- **EXERCISE TASK A**
Please select every line of the entries below that contains the word "window". Case counts.

- **SOURCE**
§ §

CC and BS are used in combat situations, PH is used to test physical actions such as landing during an air deployment and WIP is used for actions such as engineering, healing a model or hacking. To succeed in one of these  tasks, you need to roll a value equal to or lower than the stat value with modifiers on a D20. Higher stat values are better as modifiers in the game can lower the stat. If you have a -3 modifier to shooting it is actually a -3 modifier to your BS stat meaning that you have to roll even lower on a D20 to succeed.

ARM is added to a D20 roll to try to beat the damage of most weapons and BTS is a modifier to an opponents skill in a hacking attempt or used as a substitute ARM value against some ammo types.


One of the most obvious differences between Infinity and games such as Warhammer 40K and Warmachine is the use of D20s instead of the standard D6s. Aside from providing a much wider range of possible values for a player to roll, it also gives the game developers more flexibility when creating units. When dealing with a D6 system, a difference of one point in a stat is 17%. A one point stat difference in Infinity is 5%.

This also allows the game developers to add more modifiers to actions like shooting or close combat and still have “room” for differing stats in the game to have an impact. If for instance there is a total modifier of -9 to a shooting action and I have three models with a BS of 12,13 and 14 then they need to roll a 3, 4 or 5 respectively. In a system that uses a D6 to resolve actions you quickly find yourself “bottoming out” and having models all require the same roll to resolve a test.

Infinity also uses a lot fewer dice than 40K or other “bucket of dice” games. Typically you never really need more than four or five D20s to play the game.

Your army

One other stat provided for models is AVA, or the availability, of a model in a force. This indicates the total number of that unit that can be purchased in an army list and is usually a value from one to four or “total” which indicates that you could create your entire force with that model.

When you include a model, you need to pick a specific profile. The army lists for Infinity will display the stats, for example, of a generic Fusilier but also includes nine different profiles of the Fusilier based on equipment or skills. So there are specific Fusiliers with Combi Rifles, Missile Launchers, the Hacker skill or a Lieutenant. They all share the same stats but have a different point cost.

Models also include what is called an SWC or Support Weapon Cost. When building a force you get one SWC point to use per 50 points of your army value. So for a 150 point gameyou would be able to include three SWC points. A Fusilier Hacker would cost 22 points and also 0.5 SWC. The Support Weapon Cost and AVA are the two limiting factors in your army building. With the exception of Sectorial armies, you can pick whichever models you want. This is often a factor that can overwhelm players when they first pick up the game. In a later article, we’ll look at starting out your Infinity army by using one of the many available Starter Sets.


Infinity is an I-Go-You-Go game with one significant difference. Each model in your force (that is on the table) contributes an Order that you will use to activate your troops. This is called your Order Reserve and it is calculated at the beginning of each turn. You also get an Order called the Lieutenant Special Order which can only be used for your Lieutenant.

§ §

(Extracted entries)
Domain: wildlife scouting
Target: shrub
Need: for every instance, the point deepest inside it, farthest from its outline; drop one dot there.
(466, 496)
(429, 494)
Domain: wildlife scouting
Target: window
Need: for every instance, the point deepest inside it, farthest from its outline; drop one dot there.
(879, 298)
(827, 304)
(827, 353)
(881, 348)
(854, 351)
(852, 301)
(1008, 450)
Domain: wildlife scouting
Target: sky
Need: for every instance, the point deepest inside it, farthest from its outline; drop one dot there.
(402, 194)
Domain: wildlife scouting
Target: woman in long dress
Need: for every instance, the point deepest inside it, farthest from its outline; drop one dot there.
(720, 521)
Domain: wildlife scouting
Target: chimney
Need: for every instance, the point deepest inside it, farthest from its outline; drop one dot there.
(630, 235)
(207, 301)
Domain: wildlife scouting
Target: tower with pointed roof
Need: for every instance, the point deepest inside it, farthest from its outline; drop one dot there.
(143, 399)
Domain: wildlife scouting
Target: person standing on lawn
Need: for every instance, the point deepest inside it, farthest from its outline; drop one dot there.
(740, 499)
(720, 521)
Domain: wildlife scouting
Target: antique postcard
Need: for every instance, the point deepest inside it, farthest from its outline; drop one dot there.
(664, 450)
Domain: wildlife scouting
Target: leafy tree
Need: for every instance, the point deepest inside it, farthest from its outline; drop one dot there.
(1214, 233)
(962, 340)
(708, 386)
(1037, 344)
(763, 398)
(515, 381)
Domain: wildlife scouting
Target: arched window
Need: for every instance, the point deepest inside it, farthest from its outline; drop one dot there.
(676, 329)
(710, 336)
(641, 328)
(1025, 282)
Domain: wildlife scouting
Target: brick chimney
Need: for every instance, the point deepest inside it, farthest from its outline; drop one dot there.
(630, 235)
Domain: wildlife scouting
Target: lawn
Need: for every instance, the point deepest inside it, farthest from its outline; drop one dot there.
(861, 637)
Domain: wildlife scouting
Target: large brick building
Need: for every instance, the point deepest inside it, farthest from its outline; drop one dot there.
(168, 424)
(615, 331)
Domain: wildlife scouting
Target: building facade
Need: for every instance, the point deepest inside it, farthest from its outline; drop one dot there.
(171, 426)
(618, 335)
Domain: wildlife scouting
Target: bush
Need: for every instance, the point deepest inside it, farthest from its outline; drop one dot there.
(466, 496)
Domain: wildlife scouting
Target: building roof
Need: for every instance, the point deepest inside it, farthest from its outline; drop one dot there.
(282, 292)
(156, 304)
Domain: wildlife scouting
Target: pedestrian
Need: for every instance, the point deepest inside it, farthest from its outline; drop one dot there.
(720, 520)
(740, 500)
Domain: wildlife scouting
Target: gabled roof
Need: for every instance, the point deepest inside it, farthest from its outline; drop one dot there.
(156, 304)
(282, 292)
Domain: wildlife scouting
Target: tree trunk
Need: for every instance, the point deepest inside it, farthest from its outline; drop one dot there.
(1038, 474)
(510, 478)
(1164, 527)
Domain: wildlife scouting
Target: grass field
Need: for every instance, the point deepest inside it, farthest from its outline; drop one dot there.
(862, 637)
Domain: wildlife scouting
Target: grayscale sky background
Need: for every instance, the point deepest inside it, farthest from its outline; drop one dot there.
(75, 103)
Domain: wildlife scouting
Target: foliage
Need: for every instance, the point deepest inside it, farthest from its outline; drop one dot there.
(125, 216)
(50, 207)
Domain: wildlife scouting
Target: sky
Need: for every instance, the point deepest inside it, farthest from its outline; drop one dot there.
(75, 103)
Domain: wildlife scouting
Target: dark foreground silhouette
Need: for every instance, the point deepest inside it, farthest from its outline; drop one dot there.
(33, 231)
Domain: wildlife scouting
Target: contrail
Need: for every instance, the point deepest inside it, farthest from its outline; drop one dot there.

§ §

- **EXERCISE TASK B**
Go on with the text on Infinity game rules from where it stops.

- **RIGHT ANSWER A**
Target: window
Target: arched window

- **RIGHT ANSWER B**
Infinity allows you to, with the exception of the Lieutenant Special Order, spend as many of your Orders on each model as you like and in any order you like. If you have a PanO force with some Fusiliers and a Teutonic Knight you could spend an Order on the Knight, then activate a Fusilier and then return to the Knight. You could also, if you want, spend all of your orders on only the Knight.

When activating a model it can do one of the following:

  • Two Short Movement Skills (Move + Move, Climb +Move, or Move + Prone)
  • A Short Movement Skill and a Short Skill or vice versa  (Move + Ballistic Skill (BS), Move + Dodge, Discover + Alert, or Ballistic Skill (BS) + Prone)
  • A single Long Skill (Camouflage, Intuitive Attack, or Cautious Movement)
  • A single Short Skill or Short Movement Skill

The reason models have two MOV values is because a model can combine two short movement skills (Move+Move).  The first is the distance in inches it can move with a single Short Move and the second is the distance an additional Short Move Skill will provide. Medium and Heavy Infantry typically will have two different values for a MOV stat (like 4-2) while Light Infantry will typically have the same values (4-4 for instance).


During your turn, when you are spending Orders to activate models, you are referred to as the Active Player and your opponent is the Reactive Player. When you declare an Order and your opponent has a model with line of fire to your model, they get to declare what is called an Automatic Reaction Order (ARO).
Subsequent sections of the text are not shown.